--- STORED ROWS ---

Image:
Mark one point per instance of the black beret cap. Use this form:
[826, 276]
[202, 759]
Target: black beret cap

---
--- STORED ROWS ---

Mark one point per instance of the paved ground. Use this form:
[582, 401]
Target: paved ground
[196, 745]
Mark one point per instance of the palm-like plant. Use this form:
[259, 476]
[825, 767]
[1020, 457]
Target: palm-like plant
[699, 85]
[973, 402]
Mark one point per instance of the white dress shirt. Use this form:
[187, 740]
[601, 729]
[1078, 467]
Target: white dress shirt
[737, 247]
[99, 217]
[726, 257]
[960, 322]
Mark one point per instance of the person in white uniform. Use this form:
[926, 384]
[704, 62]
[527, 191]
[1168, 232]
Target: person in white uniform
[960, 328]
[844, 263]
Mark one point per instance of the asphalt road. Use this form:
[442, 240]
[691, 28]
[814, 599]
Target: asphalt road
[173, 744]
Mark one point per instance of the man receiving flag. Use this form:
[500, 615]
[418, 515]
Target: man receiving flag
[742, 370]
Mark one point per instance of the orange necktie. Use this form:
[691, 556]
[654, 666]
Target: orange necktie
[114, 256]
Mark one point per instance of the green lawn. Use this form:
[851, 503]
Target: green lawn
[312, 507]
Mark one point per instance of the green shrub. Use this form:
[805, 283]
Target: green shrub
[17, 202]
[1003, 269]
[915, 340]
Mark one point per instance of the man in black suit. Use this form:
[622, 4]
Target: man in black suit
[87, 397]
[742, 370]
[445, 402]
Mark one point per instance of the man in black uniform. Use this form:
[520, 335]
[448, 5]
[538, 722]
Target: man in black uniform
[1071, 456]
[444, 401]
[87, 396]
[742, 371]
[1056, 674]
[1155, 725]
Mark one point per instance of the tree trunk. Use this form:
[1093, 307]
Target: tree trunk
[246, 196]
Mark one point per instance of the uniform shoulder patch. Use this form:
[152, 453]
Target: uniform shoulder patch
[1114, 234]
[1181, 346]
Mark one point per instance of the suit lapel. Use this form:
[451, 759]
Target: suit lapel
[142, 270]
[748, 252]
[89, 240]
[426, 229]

---

DIRECTIVE ::
Copy out each line above that contains the word "road".

ANSWER IN FULL ::
Mark one point per instance of the asphalt road. Use this form:
Target: asphalt road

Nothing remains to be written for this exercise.